WORK REQUIRED: Each line of the data below that holds the word "stick" is to be reported in full.

Collected data entries:
# # # # # # #
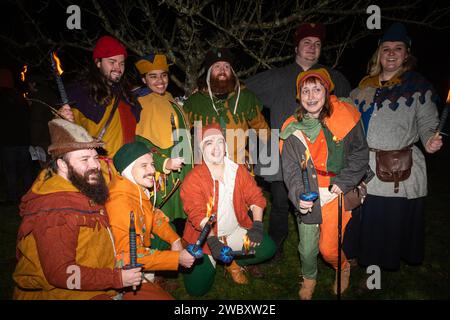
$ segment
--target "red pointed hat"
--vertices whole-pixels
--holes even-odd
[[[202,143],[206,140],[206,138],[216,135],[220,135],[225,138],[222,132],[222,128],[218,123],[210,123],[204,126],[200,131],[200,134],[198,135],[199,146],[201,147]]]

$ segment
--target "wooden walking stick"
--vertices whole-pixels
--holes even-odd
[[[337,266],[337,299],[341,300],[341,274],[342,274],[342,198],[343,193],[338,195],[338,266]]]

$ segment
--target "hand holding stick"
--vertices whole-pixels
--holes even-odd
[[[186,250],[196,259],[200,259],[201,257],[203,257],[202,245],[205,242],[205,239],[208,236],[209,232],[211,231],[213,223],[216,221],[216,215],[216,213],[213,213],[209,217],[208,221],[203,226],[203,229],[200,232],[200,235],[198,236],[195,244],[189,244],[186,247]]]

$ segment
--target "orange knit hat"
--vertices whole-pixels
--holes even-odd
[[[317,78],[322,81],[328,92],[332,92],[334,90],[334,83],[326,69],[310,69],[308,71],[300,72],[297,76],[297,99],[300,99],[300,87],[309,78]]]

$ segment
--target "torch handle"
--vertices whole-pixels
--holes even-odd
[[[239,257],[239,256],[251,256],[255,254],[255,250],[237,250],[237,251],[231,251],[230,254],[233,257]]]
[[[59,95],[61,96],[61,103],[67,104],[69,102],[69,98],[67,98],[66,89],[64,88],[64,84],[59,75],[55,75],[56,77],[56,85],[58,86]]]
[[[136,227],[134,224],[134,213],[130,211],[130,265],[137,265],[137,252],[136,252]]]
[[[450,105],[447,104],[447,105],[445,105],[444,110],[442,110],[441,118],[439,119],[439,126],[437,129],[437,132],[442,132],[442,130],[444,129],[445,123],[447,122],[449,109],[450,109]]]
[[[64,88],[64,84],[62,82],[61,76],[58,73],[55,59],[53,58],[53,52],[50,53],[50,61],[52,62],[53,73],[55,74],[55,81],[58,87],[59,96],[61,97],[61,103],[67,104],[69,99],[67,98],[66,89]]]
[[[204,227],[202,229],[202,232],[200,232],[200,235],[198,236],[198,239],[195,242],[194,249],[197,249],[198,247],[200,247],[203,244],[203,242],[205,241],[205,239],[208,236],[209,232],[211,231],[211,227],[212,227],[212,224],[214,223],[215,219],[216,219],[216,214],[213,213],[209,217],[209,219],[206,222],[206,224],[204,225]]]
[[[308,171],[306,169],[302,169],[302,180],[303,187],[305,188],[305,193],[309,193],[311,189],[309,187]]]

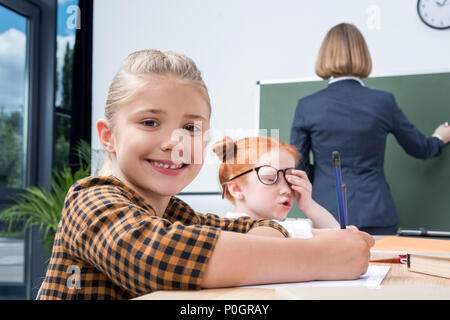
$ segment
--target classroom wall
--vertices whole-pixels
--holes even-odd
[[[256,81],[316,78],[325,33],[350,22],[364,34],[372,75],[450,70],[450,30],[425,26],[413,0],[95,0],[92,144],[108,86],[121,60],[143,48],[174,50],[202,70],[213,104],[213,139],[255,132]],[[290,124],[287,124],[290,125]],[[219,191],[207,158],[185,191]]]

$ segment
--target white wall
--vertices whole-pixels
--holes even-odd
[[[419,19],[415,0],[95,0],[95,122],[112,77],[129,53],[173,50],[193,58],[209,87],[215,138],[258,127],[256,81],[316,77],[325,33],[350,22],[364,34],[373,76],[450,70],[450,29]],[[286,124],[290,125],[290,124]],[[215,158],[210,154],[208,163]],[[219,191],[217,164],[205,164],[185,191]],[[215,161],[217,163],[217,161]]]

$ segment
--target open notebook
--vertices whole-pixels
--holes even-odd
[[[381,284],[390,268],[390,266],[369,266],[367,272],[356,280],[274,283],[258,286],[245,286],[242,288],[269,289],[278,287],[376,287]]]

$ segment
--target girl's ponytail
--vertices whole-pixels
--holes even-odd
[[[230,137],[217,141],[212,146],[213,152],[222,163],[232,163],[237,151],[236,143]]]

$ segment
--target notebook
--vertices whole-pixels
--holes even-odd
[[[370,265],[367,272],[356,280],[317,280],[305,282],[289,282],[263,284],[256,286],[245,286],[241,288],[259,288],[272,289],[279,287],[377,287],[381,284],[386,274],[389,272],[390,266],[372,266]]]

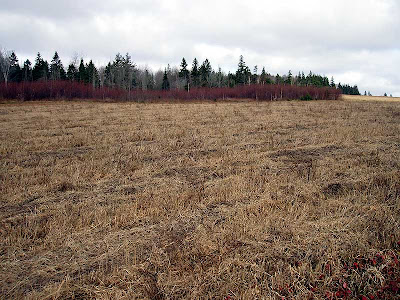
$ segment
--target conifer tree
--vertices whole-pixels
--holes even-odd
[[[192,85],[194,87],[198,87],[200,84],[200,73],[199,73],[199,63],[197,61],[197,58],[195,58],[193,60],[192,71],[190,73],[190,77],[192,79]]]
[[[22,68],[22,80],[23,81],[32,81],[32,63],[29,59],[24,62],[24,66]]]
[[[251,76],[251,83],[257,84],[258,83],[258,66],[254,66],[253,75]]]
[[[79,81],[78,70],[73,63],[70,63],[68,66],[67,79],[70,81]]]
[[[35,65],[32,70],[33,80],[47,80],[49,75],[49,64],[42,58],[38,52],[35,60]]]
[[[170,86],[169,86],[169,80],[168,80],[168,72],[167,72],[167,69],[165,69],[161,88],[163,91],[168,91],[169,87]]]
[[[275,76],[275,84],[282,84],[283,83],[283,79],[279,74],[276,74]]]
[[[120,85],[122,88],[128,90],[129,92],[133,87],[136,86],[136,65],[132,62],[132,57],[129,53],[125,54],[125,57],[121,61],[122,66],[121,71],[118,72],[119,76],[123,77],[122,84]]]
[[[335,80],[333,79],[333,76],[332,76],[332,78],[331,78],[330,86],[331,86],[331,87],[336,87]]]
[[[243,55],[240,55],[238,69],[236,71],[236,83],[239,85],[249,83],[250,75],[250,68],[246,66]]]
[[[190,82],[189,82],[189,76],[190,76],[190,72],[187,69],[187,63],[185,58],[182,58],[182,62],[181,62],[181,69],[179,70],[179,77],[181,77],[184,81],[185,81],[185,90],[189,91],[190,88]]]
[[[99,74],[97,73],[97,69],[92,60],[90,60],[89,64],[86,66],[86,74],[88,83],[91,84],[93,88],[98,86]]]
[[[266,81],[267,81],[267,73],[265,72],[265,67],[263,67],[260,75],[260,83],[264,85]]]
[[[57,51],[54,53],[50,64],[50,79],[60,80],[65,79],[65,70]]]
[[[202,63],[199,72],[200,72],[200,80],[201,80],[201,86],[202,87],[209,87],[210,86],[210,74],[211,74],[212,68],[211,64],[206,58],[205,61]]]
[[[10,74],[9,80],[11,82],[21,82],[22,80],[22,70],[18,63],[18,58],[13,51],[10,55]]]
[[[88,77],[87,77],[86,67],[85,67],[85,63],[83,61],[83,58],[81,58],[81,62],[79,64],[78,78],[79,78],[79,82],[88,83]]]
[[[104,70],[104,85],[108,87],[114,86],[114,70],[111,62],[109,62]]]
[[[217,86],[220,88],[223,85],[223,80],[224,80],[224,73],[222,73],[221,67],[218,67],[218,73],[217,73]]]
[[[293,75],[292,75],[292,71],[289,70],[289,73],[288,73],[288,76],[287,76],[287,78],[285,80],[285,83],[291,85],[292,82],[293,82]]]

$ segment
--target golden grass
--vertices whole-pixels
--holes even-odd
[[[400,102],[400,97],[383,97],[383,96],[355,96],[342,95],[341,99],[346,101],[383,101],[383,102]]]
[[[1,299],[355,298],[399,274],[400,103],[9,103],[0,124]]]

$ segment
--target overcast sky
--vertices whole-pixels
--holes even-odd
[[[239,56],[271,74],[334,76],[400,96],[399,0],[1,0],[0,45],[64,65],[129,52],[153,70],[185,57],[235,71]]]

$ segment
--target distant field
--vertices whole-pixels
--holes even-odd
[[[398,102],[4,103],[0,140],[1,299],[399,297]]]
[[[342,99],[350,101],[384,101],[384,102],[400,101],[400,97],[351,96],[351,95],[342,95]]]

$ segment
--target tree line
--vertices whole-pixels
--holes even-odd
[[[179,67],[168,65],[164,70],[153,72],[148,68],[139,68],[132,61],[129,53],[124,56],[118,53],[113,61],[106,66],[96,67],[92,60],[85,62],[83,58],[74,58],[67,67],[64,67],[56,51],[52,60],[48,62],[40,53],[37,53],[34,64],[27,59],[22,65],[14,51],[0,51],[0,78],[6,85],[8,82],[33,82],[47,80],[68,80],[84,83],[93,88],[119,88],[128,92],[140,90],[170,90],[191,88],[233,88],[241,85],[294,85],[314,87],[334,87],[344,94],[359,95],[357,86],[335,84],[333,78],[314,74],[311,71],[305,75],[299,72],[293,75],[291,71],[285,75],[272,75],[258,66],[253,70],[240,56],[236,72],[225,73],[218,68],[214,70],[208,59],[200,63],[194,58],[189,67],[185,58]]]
# # # # # # #
RESPONSE FOR THIS EXERCISE:
--target "wooden walking stick"
--target "hand holding stick"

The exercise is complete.